Task prompt:
Quote the passage of the forum thread that begins with the words "Lot's, MMA clubs" and ends after the words "and increased athleticism.".

# How many of you MMA folks switched from something else?



## blackxpress (Jul 2, 2009)

I'm looking for some informed opinions here.  Most of my training has been in Wado Ryu and JJJ with some Law Enforcement SD tactics.  I haven't trained in over a year.  I moved to the Dayton, OH area a year and a half ago and there are no Wado schools here.  I trained for a couple of months in Kenpo but didn't stick with it.  Anyway, I'm really jonesing to get back into training and have an opportunity to train with Jorge Gurgel at this place: http://www.ohiomma.com/ 

I'm thinking about signing up for the MMA course, which would allow me to take whatever classes I want.  I'm interested in taking Muay Thai and BJJ.  I have some experience with BJJ so pretty much know what to expect there.  I've watched a lot of Muay Thai but have never actually gloved up.  I watched Jorge teach a Muay Thai class the other night and it was INTENSE.  

Anyway, not sure what I'm looking for here.  I guess I would just like to hear from those of you who came to MMA from karate or other traditional Asian arts.  How easy was the transition?  General comments, etc.  Fire away!


----------



## Tez3 (Jul 2, 2009)

Everyone I know over the age of about twenty who does MMA has come from another style.
Wado is a good style to come from as if you have learned the Bunkai of the katas plus the Ohyo Gumite you will have already done some juijitsu so it won't be so new to you even without any previous knowledge of BJJ.. The shorter stances in Wado are ideal too.
It isn't a big change to be honest and much of what you learned in Wado will work in MMA, get in there and enjoy!


----------



## Andrew Green (Jul 2, 2009)

Lot's, MMA clubs didn't really exist not too long ago, so anyone that's been involved in martial arts for more then a few years likely came from somewhere else first.


----------



## Nolerama (Jul 2, 2009)

I don't consider myself as "switched" from a TMA to MMA, but I did come from a light FMA background/understanding and wanted more training partners and increased athleticism.

The great thing is: a lot of what I learned in the Filipino arts has direct application to MMA. I'm sure the same goes for other arts in relation to MMA.

Data rows:
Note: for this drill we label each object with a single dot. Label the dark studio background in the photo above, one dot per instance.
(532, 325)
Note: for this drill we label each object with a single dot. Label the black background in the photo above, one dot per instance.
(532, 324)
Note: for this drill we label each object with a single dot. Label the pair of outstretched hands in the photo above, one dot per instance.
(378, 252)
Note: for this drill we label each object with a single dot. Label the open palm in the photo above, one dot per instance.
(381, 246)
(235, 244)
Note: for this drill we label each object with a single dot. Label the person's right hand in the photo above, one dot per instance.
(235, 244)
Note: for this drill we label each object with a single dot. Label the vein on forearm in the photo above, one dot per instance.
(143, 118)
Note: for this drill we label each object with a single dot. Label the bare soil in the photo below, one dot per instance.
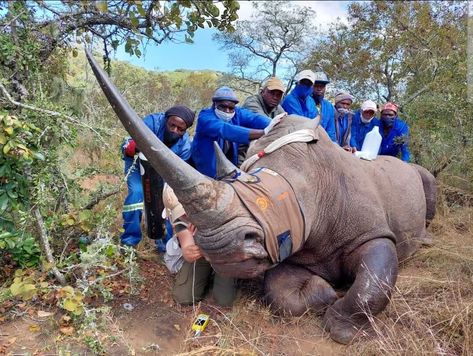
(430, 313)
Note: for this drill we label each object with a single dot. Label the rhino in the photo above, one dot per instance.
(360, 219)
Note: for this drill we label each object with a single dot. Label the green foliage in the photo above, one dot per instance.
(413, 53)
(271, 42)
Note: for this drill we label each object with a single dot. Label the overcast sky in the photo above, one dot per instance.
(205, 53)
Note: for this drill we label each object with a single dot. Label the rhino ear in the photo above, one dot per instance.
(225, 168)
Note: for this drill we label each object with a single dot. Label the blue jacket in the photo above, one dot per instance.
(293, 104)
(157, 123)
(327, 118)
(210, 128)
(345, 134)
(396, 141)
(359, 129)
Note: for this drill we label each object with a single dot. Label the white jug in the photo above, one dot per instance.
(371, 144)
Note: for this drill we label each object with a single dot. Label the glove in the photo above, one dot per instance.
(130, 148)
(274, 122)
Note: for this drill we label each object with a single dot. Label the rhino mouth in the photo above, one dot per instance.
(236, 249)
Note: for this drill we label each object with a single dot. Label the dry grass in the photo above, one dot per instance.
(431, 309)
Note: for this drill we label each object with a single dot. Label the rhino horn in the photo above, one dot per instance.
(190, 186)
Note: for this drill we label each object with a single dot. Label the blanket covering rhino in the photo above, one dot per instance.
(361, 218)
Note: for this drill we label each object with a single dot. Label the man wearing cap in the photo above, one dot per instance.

Task output:
Lot's, MMA clubs didn't really exist not too long ago, so anyone that's been involved in martial arts for more then a few years likely came from somewhere else first.


----------



## Nolerama (Jul 2, 2009)

I don't consider myself as "switched" from a TMA to MMA, but I did come from a light FMA background/understanding and wanted more training partners and increased athleticism.